• **What to do**
Pick up the passage on the High Line and The Shed, shown below, where it stops, and keep writing it in the same voice.

When we first learned about the High Line it was at a moment in time when we were designing a hotel in a historic section of a south Indian harbor town, with pedestrian zones intersecting with vibrant merchant and other urban realities; the High Line served as an inspirational benchmark for thinking about public spaces creatively.
Just now, for a new project, a colleague referred us to the Rockwell Group’s hospitality practice to see an example of another relevant benchmark, and while exploring their website we came across the project they are engaging in with the designers of the High Line, giving us a new objective for the next visit to New York City:
Currently under construction on the far west side of Manhattan where the High Line meets Hudson Yards, The Shed will be housed in a 200,000-square-foot, six-level structure designed by Diller Scofidio + Renfro in collaboration with Rockwell Group. The radically flexible design of the performative structure can physically and operationally accommodate the broadest range of performance, visual art, music, and multi-disciplinary work.

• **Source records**
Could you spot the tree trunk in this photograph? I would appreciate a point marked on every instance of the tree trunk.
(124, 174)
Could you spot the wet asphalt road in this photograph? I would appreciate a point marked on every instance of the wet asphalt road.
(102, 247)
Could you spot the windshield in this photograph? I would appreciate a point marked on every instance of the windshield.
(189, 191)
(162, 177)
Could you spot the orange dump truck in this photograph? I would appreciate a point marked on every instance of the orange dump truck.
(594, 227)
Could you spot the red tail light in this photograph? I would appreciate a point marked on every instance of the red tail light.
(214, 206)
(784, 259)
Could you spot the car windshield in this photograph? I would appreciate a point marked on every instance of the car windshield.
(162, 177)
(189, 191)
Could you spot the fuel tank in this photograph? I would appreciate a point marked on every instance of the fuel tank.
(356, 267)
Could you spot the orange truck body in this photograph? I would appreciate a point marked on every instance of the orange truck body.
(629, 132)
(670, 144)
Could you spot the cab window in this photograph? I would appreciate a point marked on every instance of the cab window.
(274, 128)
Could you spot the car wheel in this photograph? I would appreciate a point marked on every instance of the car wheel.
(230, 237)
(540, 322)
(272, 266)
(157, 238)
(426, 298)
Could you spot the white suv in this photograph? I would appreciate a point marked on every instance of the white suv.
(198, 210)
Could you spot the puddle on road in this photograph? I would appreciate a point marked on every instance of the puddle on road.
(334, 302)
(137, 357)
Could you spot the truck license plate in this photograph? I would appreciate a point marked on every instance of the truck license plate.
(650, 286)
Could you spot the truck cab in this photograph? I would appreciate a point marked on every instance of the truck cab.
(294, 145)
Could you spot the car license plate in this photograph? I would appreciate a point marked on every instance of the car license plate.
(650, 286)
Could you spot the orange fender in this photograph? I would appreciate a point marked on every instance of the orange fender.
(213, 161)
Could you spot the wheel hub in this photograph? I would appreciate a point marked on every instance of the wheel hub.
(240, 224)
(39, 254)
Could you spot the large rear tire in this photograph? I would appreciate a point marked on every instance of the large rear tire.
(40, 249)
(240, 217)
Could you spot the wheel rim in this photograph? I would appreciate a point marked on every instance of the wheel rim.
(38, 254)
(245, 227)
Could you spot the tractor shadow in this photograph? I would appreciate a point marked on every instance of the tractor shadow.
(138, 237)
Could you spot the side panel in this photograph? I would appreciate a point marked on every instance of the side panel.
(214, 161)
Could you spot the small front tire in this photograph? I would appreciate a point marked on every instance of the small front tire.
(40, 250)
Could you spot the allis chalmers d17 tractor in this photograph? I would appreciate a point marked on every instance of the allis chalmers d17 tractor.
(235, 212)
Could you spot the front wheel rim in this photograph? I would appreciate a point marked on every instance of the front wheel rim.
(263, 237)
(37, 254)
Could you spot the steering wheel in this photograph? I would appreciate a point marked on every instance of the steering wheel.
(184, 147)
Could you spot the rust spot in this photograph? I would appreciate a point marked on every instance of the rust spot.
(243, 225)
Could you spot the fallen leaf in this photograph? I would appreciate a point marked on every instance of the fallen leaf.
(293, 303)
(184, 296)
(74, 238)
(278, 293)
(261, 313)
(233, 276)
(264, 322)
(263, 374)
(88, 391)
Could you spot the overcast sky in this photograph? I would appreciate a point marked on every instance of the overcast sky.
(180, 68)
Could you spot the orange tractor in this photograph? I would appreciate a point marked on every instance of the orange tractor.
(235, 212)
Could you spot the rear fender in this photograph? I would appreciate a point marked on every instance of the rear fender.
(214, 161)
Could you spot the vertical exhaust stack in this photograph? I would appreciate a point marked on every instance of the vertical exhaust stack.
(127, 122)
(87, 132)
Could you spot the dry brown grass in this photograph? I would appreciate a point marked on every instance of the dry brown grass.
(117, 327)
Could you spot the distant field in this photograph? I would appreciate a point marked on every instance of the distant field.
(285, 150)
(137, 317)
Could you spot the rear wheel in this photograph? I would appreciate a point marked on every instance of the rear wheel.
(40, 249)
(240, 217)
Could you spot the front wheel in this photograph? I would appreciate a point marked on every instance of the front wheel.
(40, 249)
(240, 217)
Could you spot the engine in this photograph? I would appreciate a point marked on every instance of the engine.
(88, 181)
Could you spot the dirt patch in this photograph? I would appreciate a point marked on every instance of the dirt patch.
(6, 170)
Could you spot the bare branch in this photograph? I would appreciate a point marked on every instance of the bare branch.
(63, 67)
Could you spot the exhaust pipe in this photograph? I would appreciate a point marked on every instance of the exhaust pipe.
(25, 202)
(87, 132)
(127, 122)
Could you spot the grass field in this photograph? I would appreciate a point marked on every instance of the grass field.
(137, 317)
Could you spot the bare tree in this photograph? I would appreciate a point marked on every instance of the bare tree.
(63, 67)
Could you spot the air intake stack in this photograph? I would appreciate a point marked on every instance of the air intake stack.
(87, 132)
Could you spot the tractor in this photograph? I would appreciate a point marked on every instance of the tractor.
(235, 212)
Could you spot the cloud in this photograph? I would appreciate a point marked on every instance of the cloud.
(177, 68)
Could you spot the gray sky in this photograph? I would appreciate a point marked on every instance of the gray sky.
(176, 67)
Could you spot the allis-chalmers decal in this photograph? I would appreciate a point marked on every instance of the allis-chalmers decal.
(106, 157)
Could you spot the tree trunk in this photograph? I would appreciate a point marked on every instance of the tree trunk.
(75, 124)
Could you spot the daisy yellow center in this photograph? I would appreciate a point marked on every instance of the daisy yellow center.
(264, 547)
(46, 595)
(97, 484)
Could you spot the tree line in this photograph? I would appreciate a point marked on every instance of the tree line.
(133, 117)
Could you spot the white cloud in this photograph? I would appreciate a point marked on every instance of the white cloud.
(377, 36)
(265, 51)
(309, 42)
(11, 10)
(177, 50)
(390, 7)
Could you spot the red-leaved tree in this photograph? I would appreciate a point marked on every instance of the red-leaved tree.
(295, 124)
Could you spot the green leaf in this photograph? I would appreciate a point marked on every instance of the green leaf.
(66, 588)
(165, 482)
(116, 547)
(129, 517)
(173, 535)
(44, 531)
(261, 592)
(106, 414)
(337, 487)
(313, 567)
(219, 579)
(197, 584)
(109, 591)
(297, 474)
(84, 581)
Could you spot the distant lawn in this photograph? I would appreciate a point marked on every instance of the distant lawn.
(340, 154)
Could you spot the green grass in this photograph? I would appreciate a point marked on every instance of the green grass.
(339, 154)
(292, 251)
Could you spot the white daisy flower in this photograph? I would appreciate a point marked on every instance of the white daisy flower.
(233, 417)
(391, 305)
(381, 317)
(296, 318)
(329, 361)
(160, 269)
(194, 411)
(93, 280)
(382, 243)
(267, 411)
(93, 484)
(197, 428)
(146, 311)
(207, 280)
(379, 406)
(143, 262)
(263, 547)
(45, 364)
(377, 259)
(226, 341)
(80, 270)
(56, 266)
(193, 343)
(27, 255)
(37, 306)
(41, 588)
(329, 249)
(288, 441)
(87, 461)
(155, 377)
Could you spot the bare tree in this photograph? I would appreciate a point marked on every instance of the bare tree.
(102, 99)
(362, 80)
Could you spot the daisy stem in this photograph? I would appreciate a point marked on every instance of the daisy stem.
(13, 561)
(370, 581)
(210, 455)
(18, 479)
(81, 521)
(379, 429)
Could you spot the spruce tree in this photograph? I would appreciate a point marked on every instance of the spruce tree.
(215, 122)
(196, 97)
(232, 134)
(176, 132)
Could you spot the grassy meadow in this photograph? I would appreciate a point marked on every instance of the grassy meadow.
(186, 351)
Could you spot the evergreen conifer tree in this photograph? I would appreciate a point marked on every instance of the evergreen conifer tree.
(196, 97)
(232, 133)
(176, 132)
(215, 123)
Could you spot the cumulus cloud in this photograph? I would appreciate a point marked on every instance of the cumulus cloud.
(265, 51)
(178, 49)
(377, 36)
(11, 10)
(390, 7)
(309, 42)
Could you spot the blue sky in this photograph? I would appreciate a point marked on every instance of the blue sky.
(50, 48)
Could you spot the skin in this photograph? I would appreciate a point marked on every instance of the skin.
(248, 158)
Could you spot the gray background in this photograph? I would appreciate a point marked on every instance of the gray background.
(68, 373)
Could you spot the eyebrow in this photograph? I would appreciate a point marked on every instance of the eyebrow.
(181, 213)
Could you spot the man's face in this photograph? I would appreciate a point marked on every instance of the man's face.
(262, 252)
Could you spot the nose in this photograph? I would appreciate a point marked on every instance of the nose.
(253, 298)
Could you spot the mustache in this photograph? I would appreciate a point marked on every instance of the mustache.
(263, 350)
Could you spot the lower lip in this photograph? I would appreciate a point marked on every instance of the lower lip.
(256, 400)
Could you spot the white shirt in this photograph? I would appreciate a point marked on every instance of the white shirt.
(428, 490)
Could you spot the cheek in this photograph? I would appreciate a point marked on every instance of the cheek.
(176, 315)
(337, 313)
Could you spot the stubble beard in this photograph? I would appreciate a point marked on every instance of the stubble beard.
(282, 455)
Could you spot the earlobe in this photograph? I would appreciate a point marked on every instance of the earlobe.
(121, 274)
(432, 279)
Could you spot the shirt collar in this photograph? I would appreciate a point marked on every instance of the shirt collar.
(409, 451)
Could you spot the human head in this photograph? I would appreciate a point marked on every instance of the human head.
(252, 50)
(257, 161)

• **Task output**
Purpose-built to complement The Shed’s programmatic vision, the building is designed to operate in various configurations and to offer multiple events simultaneously.
And in that section of their website there is this excellent review in the New York Times, which we missed last month:
JULY 19, 2016
On Tuesday, the Shed announced the first of its commissions, starting with the conceptual artist Lawrence Weiner, who is producing a new work that will be unveiled when the building opens.
While the arts center on the Far West Side now known as the Shed – formerly Culture Shed – has been on the boards for some time, its content has remained unclear. Now some of that programming is beginning to take shape.
And the Shed, which is nonprofit, has started a three-year collaboration with Reggie Gray, also known as Regg Roc, and the D.R.E.A.M. Ring (short for Dance Rules Everything Around Me), forming a free, citywide residency program for young people. This collaboration, FlexNYC, will begin in this fall.
“I wanted to start our work in and around New York with young people,” said Alex Poots, the Shed’s founding artistic director and chief executive. Since Mr. Weiner once worked on the docks, Mr. Poots added, “I just felt like he understood the past, present and future of that part of the city.”
Currently under construction where the High Line meets Hudson Yards, the 200,000-square-foot Shed will present performance, visual art, music and multidisciplinary work. Designed by Diller Scofidio + Renfro in collaboration with Rockwell Group, the building is due to open in spring 2019 and has so far raised more than $326 million toward the total construction costs of $425 million.